# [ITEM DE TRABALHO 1]
Segundo o depoimento, que profissão a mãe desejava ter quando veio para Fortaleza?
# [ITEM DE TRABALHO 2]
Devolva do depoimento tudo o que vai de "Fiz a minha" até "não disse nada.", sem alterar nada.

───── TRECHO SELECIONADO

Eu cheguei em casa e fui conversar com a mãe. Eu disse: "Mãe, eu não quero ser comerciante. Quero estudar". Para ele foi difícil. Foi uma decepção. (Meus pais) são pessoas que estudaram muito pouco, mas minha mãe veio para Fortaleza e isso também acaba abrindo os horizontes dela.

Ela veio para cá para ser doméstica, mas tinha um desejo na vida, ela queria ser costureira. Ela queria um curso, ela queria ter um diploma. Então ela veio para Fortaleza para ser doméstica, mas pensando em fazer o curso de costureira. E ela conseguiu fazer tudo isso.

Depois ela teve a oportunidade de ser assistente de dentista. Ela foi trabalhar em uma casa como babá e nessa casa o dono era um dentista e transformou ela em assistente.

Meu nome inclusive é por causa dessa família, sou Hidelbrando porque o menino que ela era babá era Hidelbrando. É nessa relação da mãe aqui em Fortaleza, que ela botou na cabeça que os filhos tinham que estudar.

Eu queria estudar e a mãe era a que movia essas ideias de que a gente estudasse, tivesse o diploma. Na família do meu pai, tinha dois tios que tinham feito isso. Eram os únicos da família que tinham feito isso. Um fez pedagogia, o outro fez Direito. Então, eles eram uma espécie de modelo pra gente. Eu disse: "Não, se eles conseguiram, eu também vou conseguir".

E botei na cabeça que eu ia ser economista. Porque lá em Canindé eu passei a conviver com o pessoal do sindicato rural. Eu botei na cabeça que eu queria ser economista porque eu achava que a economia era a profissão que poderia mudar o mundo.

Aí minha mãe foi falar pro meu pai, meu pai "eu não tenho casa lá, como eles (os filhos) vão morar em Fortaleza? Eles só vão morar quando eu comprar a casa".

Aí eu me alistei no Exército. Eu disse 'vou me alistar no exército e eu vou morar em Fortaleza porque eu vou ficar lá no quartel e à noite eu estudo'. Eu passo o dia no quartel e à noite eu estudo. E eu fiz essa besteira.

Fiz a minha licença, fui convocado, aí começou a primeira semana de atividade. Cara, pensa em um arrependimento assim do tamanho do planeta, do mundo? Era humilhação em cima de humilhação.

OP- Mas ai já havia passado no vestibular?

Hidelbrando - Não, eu vim para morar, eu tinha que ter um lugar para morar. Eu resolvi que eu vinha pro Exército, que eu morava no Exército e a noite eu estudava. Eu achava que isso era possível, depois descobri que não era possível.

Mas eu tive uma sorte danada. Meu primeiro exame que eu fiz de físico não deu problema nenhum. Só que eu sabia que eu tinha uma pequena hérnia no umbigo, mas como eu não tinha problema, queria era ficar, não disse nada.

Passou a semana todinha chegou um oficial e disse assim: "Tem alguém ainda pendente de exame médico? Que o médico vai fazer os outros exames agora". Eu levantei o braço e disse: "Eu tenho uma hérnia aqui umbilical e eu acho que eu não tenho condição de ficar aqui não".

──────────
───── DADOS APRESENTADOS

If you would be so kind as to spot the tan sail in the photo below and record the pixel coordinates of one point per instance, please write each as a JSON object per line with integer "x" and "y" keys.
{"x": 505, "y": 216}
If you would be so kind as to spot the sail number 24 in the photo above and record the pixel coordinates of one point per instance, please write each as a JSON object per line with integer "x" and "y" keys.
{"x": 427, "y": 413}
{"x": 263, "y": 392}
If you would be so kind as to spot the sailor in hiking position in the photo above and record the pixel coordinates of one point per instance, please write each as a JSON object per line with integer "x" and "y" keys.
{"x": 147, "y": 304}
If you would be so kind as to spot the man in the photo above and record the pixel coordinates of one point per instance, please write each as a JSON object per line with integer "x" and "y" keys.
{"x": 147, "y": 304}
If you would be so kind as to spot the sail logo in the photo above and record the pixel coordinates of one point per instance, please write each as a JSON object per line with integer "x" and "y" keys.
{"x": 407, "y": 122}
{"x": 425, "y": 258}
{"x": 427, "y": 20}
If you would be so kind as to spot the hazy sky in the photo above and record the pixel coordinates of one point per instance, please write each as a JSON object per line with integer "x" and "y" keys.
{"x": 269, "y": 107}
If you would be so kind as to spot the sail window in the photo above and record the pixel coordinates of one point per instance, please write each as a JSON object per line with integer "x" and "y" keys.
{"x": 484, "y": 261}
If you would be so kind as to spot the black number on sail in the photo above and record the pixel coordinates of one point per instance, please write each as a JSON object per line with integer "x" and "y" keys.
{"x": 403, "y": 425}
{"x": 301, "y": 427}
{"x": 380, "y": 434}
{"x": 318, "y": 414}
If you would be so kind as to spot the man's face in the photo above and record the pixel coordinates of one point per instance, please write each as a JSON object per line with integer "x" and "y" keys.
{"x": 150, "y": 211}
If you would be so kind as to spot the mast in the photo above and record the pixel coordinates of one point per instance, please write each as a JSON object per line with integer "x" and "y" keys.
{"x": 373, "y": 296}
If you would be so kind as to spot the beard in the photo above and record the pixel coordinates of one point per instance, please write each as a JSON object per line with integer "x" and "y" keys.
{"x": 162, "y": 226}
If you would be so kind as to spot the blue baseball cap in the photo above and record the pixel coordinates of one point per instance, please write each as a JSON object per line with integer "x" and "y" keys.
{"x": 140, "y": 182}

──────────

# [RESPOSTA ESCRITA 1]
Ela queria ser costureira.

# [RESPOSTA ESCRITA 2]
Fiz a minha licença, fui convocado, aí começou a primeira semana de atividade. Cara, pensa em um arrependimento assim do tamanho do planeta, do mundo? Era humilhação em cima de humilhação.

OP- Mas ai já havia passado no vestibular?

Hidelbrando - Não, eu vim para morar, eu tinha que ter um lugar para morar. Eu resolvi que eu vinha pro Exército, que eu morava no Exército e a noite eu estudava. Eu achava que isso era possível, depois descobri que não era possível.

Mas eu tive uma sorte danada. Meu primeiro exame que eu fiz de físico não deu problema nenhum. Só que eu sabia que eu tinha uma pequena hérnia no umbigo, mas como eu não tinha problema, queria era ficar, não disse nada.